■ **GIVEN DATA**:

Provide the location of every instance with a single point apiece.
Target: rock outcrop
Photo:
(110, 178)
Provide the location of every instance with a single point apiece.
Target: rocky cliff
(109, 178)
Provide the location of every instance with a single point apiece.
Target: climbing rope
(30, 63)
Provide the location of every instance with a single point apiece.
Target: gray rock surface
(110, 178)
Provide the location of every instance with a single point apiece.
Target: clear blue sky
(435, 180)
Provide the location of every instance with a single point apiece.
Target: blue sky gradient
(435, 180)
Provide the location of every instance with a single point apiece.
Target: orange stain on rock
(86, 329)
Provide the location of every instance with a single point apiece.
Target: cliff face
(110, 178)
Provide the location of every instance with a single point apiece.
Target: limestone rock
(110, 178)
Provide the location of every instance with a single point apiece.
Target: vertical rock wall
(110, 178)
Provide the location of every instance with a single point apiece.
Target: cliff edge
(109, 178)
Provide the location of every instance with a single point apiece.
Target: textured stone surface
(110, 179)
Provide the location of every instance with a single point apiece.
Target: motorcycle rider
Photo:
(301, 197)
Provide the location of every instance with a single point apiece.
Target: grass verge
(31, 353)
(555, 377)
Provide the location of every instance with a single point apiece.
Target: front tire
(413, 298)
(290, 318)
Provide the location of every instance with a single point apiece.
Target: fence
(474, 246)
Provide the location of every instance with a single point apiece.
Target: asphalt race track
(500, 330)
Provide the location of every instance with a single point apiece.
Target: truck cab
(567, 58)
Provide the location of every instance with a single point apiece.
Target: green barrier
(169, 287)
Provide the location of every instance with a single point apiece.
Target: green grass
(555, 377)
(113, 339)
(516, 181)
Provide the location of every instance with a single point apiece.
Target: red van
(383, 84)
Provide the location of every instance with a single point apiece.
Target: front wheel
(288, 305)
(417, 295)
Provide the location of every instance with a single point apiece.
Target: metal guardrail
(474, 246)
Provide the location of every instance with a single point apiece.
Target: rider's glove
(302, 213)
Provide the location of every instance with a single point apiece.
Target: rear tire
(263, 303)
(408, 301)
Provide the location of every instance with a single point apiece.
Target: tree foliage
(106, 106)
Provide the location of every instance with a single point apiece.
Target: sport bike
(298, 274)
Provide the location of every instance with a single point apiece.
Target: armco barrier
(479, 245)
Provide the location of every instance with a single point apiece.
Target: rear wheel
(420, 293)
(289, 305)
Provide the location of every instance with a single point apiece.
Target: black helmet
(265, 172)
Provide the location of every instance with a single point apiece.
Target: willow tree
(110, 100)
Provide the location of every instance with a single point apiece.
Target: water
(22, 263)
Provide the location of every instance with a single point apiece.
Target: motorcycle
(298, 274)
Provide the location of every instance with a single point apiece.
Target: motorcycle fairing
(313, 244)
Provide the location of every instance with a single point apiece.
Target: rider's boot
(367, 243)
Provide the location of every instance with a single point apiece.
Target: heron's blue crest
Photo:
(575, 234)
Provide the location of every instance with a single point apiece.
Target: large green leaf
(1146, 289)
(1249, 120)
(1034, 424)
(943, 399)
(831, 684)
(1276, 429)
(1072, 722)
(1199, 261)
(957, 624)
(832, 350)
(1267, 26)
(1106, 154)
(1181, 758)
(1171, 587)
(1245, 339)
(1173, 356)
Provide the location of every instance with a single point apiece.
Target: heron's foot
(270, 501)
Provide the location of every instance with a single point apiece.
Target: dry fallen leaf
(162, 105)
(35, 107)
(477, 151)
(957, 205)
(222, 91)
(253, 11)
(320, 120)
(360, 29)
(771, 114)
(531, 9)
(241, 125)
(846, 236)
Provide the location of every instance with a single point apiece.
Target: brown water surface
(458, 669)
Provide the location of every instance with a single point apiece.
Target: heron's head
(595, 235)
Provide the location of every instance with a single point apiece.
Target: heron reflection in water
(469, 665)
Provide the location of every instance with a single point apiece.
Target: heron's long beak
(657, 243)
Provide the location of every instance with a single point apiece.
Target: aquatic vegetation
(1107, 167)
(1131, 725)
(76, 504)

■ **WORK TO DO**:
Copy out each record from above, exactly.

■ **FINISHED ANSWER**:
Provide the location of every instance with a single point apiece.
Target: rock outcrop
Photo:
(110, 178)
Provide the location of every instance with a single point apiece.
Target: rocky cliff
(109, 178)
Provide the location of every instance with a single point apiece.
Target: climbing rope
(30, 63)
Provide the location of every instance with a single point apiece.
Target: gray rock surface
(110, 178)
Provide the location of every instance with a single point apiece.
Target: clear blue sky
(435, 180)
Provide the location of every instance with a single point apiece.
Target: blue sky gradient
(435, 180)
Provide the location of every instance with a single point apiece.
Target: orange stain on rock
(86, 329)
Provide the location of every instance with a single point apiece.
Target: cliff face
(110, 178)
Provide the location of every instance with a single point apiece.
Target: limestone rock
(110, 178)
Provide the location of every instance with a single point apiece.
Target: vertical rock wall
(110, 178)
Provide the location of every instance with a single point apiece.
Target: cliff edge
(109, 178)
Provide the location of every instance with a single point apiece.
Target: textured stone surface
(110, 179)
Provide the location of every instance with a single point apiece.
Target: motorcycle rider
Photo:
(301, 197)
Provide the location of every instance with a single point apiece.
Target: grass verge
(31, 353)
(555, 377)
Provide the location of every instance with a single point apiece.
Target: front tire
(413, 298)
(290, 318)
Provide the location of every instance with a single point apiece.
Target: fence
(474, 246)
Provide the location of every instance with a single point apiece.
Target: asphalt race track
(500, 330)
Provide the location of every instance with a single point apiece.
Target: truck cab
(567, 58)
Provide the location of every instance with a single point apiece.
Target: green barrier
(169, 287)
Provide the location of every instance with a single point apiece.
Target: green grass
(555, 377)
(113, 339)
(516, 181)
Provide the location of every instance with a single point apiece.
Target: red van
(383, 84)
Provide the location of every instance with a single point apiece.
Target: front wheel
(288, 305)
(417, 295)
Provide the location of every instance with a single point apiece.
Target: metal guardrail
(474, 246)
Provide the location of every instance with a single point apiece.
Target: rider's glove
(302, 213)
Provide the location of every instance with a single point apiece.
Target: rear tire
(263, 303)
(408, 301)
Provide the location of every instance with a single point apiece.
Target: tree foliage
(106, 106)
Provide the location of every instance with a single point apiece.
Target: sport bike
(298, 274)
Provide the location of every instance with a single point apiece.
Target: armco barrier
(479, 245)
Provide the location of every instance with a single point apiece.
Target: rear wheel
(420, 293)
(289, 305)
Provide the location of every instance with a single point apiece.
Target: black helmet
(265, 172)
Provide the location of every instance with a single point apiece.
Target: willow tree
(110, 100)
Provide the location of every instance with a single point apiece.
Target: water
(22, 263)
Provide the location of every instance with a single point apiece.
Target: motorcycle
(298, 274)
Provide the location of every instance with a single point apiece.
Target: motorcycle fairing
(313, 244)
Provide the location of every instance with a single point apiece.
Target: rider's boot
(367, 243)
Provide the location of every instance with a single point apiece.
Target: heron's blue crest
Photo:
(575, 234)
Provide the location of every instance with a single point apiece.
Target: large green leaf
(1146, 289)
(1249, 120)
(1034, 424)
(943, 399)
(831, 684)
(1276, 429)
(1072, 722)
(1199, 261)
(957, 624)
(832, 350)
(1267, 26)
(1106, 154)
(1181, 758)
(1171, 587)
(1245, 339)
(1173, 356)
Provide the location of every instance with a single point apiece.
Target: heron's foot
(270, 501)
Provide the location of every instance with a single point apiece.
Target: dry fallen leaf
(162, 105)
(35, 107)
(477, 151)
(957, 205)
(222, 91)
(253, 11)
(320, 120)
(360, 29)
(771, 114)
(531, 9)
(241, 125)
(846, 236)
Provide the location of every instance with a single point apiece.
Target: brown water surface
(458, 669)
Provide the location of every instance with a single point apiece.
Target: heron's head
(595, 235)
Provide the location of every instance with a single point apiece.
Target: heron reflection in water
(469, 665)
Provide the location of every instance with a single point apiece.
Target: heron's long beak
(657, 243)
Provide the location of every instance with a single point apiece.
Target: aquatic vegetation
(1107, 167)
(1131, 725)
(76, 504)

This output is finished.